#### INSTRUCTIONS FOR THE TASK
Convert the records below into a two-column CSV with the header instruction,points, one row per record holding its instruction text and its answer, each in a double-quoted field with line breaks replaced by spaces. Leave out the pictures.
[start MATERIAL SUPPLIED]
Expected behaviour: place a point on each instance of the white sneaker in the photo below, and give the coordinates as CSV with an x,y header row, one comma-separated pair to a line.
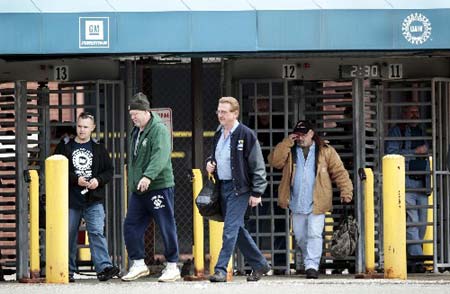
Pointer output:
x,y
136,271
170,274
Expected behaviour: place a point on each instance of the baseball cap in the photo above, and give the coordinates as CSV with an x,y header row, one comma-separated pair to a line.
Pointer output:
x,y
302,126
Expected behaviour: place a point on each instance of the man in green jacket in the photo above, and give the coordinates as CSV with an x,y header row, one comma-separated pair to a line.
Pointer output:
x,y
151,183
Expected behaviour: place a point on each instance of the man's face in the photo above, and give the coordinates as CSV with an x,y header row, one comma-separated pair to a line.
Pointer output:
x,y
85,127
304,140
139,117
263,119
224,114
411,113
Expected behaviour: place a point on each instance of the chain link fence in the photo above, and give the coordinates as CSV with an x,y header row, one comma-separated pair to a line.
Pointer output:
x,y
169,85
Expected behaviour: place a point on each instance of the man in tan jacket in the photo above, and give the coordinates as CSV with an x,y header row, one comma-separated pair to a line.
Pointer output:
x,y
309,166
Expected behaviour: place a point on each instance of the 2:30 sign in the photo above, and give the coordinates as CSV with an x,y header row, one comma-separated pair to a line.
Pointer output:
x,y
360,71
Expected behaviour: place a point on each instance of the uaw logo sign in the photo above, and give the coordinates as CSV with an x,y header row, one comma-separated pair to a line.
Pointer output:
x,y
416,28
94,32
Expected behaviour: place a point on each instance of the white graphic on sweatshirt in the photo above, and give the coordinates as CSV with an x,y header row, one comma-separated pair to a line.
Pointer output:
x,y
82,162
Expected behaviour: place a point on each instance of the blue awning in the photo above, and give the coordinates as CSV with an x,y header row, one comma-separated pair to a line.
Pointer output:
x,y
221,26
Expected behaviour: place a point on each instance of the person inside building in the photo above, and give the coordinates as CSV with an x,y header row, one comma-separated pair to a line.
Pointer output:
x,y
90,169
416,160
151,183
238,164
309,166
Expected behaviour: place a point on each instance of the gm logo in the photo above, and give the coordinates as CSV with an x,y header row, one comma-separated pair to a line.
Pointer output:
x,y
94,32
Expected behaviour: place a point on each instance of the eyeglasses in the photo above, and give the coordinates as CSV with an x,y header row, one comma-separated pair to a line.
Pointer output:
x,y
85,115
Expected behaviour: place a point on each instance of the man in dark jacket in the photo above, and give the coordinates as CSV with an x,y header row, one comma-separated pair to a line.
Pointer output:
x,y
239,165
151,183
90,169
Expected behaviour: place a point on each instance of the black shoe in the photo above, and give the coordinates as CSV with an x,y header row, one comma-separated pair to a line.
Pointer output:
x,y
255,276
218,277
312,273
108,273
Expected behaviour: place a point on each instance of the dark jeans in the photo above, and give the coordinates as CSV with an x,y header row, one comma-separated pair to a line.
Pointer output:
x,y
159,205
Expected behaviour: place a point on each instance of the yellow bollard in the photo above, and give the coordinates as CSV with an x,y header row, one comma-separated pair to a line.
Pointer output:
x,y
428,247
84,252
57,219
125,206
199,262
369,221
34,225
215,244
394,218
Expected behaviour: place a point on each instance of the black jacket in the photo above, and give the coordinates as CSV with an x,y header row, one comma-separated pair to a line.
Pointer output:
x,y
102,168
248,169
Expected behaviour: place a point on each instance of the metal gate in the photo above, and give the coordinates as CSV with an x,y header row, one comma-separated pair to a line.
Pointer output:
x,y
383,109
440,90
38,112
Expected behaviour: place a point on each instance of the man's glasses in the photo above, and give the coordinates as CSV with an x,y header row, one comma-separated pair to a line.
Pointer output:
x,y
85,115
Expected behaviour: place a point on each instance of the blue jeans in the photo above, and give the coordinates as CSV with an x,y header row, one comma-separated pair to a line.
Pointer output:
x,y
156,204
234,233
415,215
308,229
94,216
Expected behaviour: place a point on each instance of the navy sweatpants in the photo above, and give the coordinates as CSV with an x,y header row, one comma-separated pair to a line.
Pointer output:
x,y
156,204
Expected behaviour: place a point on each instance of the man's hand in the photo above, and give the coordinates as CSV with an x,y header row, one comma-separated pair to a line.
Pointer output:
x,y
346,199
210,167
254,201
82,182
93,184
293,137
143,184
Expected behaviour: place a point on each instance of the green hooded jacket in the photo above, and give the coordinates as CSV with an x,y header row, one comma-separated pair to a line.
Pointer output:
x,y
153,159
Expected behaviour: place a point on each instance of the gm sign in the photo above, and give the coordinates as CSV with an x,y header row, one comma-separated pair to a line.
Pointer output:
x,y
94,32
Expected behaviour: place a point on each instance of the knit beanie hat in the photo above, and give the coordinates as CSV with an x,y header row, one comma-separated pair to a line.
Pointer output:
x,y
139,102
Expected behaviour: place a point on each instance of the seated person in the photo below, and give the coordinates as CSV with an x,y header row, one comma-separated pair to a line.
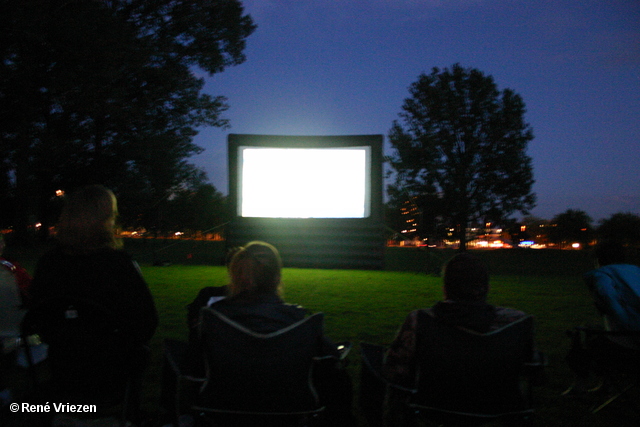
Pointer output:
x,y
253,300
466,285
15,282
206,297
615,286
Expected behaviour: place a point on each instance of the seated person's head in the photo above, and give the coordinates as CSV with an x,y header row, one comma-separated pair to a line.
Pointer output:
x,y
255,270
87,221
610,252
465,279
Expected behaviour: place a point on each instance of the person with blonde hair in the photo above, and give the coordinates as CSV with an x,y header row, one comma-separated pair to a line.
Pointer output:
x,y
88,262
254,300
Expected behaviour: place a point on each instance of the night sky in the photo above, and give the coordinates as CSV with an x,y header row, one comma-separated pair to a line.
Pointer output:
x,y
333,67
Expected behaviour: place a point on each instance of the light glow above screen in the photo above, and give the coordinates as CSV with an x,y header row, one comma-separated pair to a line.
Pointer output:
x,y
304,182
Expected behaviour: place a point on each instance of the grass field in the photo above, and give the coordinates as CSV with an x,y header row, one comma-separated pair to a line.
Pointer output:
x,y
370,305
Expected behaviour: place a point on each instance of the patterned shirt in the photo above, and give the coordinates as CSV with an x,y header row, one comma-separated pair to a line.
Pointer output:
x,y
400,359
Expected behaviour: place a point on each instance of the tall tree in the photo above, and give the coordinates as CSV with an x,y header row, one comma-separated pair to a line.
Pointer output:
x,y
462,142
108,91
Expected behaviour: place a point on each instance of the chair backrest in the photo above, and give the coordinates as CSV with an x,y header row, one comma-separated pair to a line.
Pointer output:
x,y
88,348
464,371
11,311
259,373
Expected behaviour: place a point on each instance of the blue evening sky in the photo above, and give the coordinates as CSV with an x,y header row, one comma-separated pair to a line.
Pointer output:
x,y
334,67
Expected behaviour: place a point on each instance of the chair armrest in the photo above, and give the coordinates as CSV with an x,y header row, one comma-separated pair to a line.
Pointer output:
x,y
344,347
534,370
599,331
176,356
373,359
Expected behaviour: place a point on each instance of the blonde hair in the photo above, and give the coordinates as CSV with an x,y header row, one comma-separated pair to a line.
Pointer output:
x,y
255,270
87,222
[end MATERIAL SUPPLIED]
#### SOLUTION FOR THIS EXERCISE
instruction,points
"Expected behaviour: place a point on each instance of the white sneaker in the photo below, and give the coordinates as CSV with an x,y header row, one comma-separated pair to a line. Pointer output:","x,y 136,271 170,274"
"Expected behaviour: place a point on each instance of the baseball cap in the photo above, and give the coordinates as CSV with an x,y header row, one comma-separated pair to a line. Pointer output:","x,y 302,126"
"Expected behaviour: place a point on each instance of the man in green jacket in the photo above, and give the coordinates as CSV with an x,y header row, one comma-separated pair to a line. Pointer output:","x,y 151,183"
"Expected behaviour: place a point on each instance of the man's face in the photo above, and give the coordinates as CSV with an x,y header row, one comma-separated pair to a line. Pointer output:","x,y 85,127 304,140 139,117 263,119 224,114 411,113"
"Expected behaviour: place a point on each instance of the chain link fence in the photo above, and give the coordinates as CSV with an x,y header row, one comma-separated pair to a line. Pointer output:","x,y 169,85"
"Expected behaviour: place a point on each instance of the man in tan jacket in the photo above, and give the coordinates as CSV with an x,y header row, one comma-separated pair to a line. Pointer output:","x,y 309,166"
"Expected behaviour: place a point on each instance of the 2:30 sign in the photo above, and give the coordinates as CSV with an x,y header row, one comma-separated pair to a line. Pointer output:","x,y 360,71"
"Expected behaviour: place a point on each instance of the uaw logo sign in the photo above, and give the coordinates as CSV with an x,y header row, one comma-separated pair to a line. Pointer output:","x,y 416,28 94,32"
"Expected behaviour: place a point on each instance of the white graphic on sweatshirt in the photo above, and give the coordinates as CSV with an x,y header row, one comma-separated pair to a line. Pointer output:","x,y 82,162"
"Expected behaviour: place a point on each instance of the blue awning in the photo above, and give the coordinates as CSV with an x,y header row, one comma-separated pair to a line. Pointer output:","x,y 221,26"
"Expected behaviour: place a point on each instance of the person inside building in the photo above, and give the coordinates as CSV with an x,y header row, one comma-separated pair to a line. Pointer output:","x,y 90,169 416,160 151,183 238,164 309,166"
"Expected behaviour: place a point on each instance of the gm logo in the photo above, and give the coordinates as CSV with an x,y header row, one comma-separated pair to a line. Pointer output:","x,y 94,32"
"Expected behaviour: place a point on each instance of the eyeglasses in the photo above, and give the coordinates as CSV with an x,y header row, one comma-separated pair to a line. Pointer output:","x,y 85,115"
"Expected behaviour: place a point on each instance of the man in dark jacket in the photo above, and give the coordinates as CSV with an x,y header row, one comma-separated pair to a line. Pointer output:","x,y 239,165 151,183 90,169"
"Expected behaviour: place a point on each instance of the black shoe in the photo above, and give the coordinates as CSV with an x,y header row, one comma-separated pair to a line. Pointer output:","x,y 255,276 218,277 312,273 108,273"
"Expected behaviour: place a point on each instance of the dark jeans in the photo above, and give the coordinates as CSV with an x,y header row, one comma-separated pair to a line. Pointer output:","x,y 159,205"
"Expected behaviour: place a point on each instance of the yellow bollard in the photo above, and give the coordinates as CSV with an x,y header row, one comma-separated pair to a line. Pointer output:","x,y 428,247 84,252 57,219 125,206 199,262 369,221 34,225 215,244 394,218"
"Expected behaviour: place a point on each instance of the black jacket in the photo above, and give the coordinates as CSV with an x,y header row, one comma-separated pair to a line. Pointer output:","x,y 102,168 248,169"
"Expected behaviour: place a point on each instance of the metal gate in the photo above, and give the coordinates as CSV with an x,y header row, one comma-separated pair to a line. Pointer output:","x,y 383,109 440,90 38,112"
"Expected behaviour: place a point on each instance of the man's glasses in the photo above, and give the coordinates as CSV with an x,y header row, one comma-separated pair to a line. Pointer output:","x,y 85,115"
"Expected behaviour: place a point on each instance of the blue jeans in the photo above, and give the coordinates as CSV with an x,y header row, one comma-separated pair to a line. Pointer output:","x,y 156,204 234,233 415,215 308,229 94,216"
"Expected behaviour: place a point on each instance of the navy sweatpants in the photo above, and give the coordinates as CSV with an x,y header row, one comma-separated pair to a line. Pointer output:","x,y 156,204"
"Expected behaviour: place a point on each instance of the man's hand in the photo above, and give the coordinates as CSV with an x,y header row, one comma-separated pair to a line. Pointer output:","x,y 346,199 210,167 254,201 82,182 93,184 293,137 143,184"
"Expected behaviour: place a point on each instance of the green hooded jacket in the photo above, and give the coordinates as CSV with an x,y header row, one comma-separated pair to a line. Pointer output:","x,y 153,159"
"Expected behaviour: place a point on each instance of the gm sign in the photo above, and give the coordinates as CSV with an x,y header row, one comma-separated pair to a line. Pointer output:","x,y 94,32"
"Expected behaviour: place a point on each instance of the knit beanie hat in the photo above, and give the coordinates as CSV with an x,y header row, one comma-separated pair to a line. Pointer output:","x,y 139,102"
"Expected behaviour: place a point on each instance of the seated person in the photo below, and give the coordinates as CSV with an x,y header row, one comma-separated pair to a line. Pointer output:","x,y 253,300 466,285 15,282 206,297 615,286"
"Expected behaviour: place a point on each instance of the seated person's head in the photo above, and give the coordinates as CSV with an x,y header row, one comma-separated pair to a line. Pointer output:","x,y 255,270 87,221 610,252 465,279"
"Expected behaviour: place a point on each instance of the person with blonde hair in the photo above, and give the coordinates as CSV with an x,y header row, one comma-separated pair to a line. Pointer output:","x,y 88,262 254,300"
"Expected behaviour: place a point on each instance of the night sky in the photo above, and give the coordinates as CSV with an x,y header row, one comma-separated pair to a line. Pointer output:","x,y 333,67"
"Expected behaviour: place a point on each instance of the light glow above screen in the photo above, and give the coordinates as CSV with an x,y header row, one comma-separated pair to a line. Pointer output:","x,y 304,182"
"Expected behaviour: place a point on each instance of the grass field in the photo above, and give the coordinates as CSV with an x,y header row, one comma-separated pair to a line. Pointer output:","x,y 370,305"
"Expected behaviour: place a point on each instance of the patterned shirt in the photo above, and give the coordinates as CSV with an x,y header row, one comma-separated pair to a line. Pointer output:","x,y 400,359"
"Expected behaviour: place a point on each instance of the tall tree in the photo above, and give the coordinates as CSV with an x,y header row, one comma-separated pair to a line. Pointer output:","x,y 462,142 108,91"
"Expected behaviour: place a point on each instance of the chair backrest in the photo above, and give the coordinates as CSV with an x,y header row, one comma-separated pair to a line. Pointer output:","x,y 88,348 464,371 11,311 259,373"
"Expected behaviour: place a point on each instance of the blue evening sky in the photo above, and give the coordinates as CSV with an x,y header row, one comma-separated pair to a line. Pointer output:","x,y 334,67"
"Expected behaviour: place a point on each instance of the chair armrest in the photo above, and give the coordinates as CSV with an x,y header row, one comma-separated pair to a line. Pointer output:","x,y 344,347 534,370 599,331 176,356 373,359"
"Expected behaviour: place a point on each instance of the blonde hair in the photo above, and give the coordinates as CSV with an x,y header row, one comma-separated pair to a line. Pointer output:","x,y 255,270 87,222"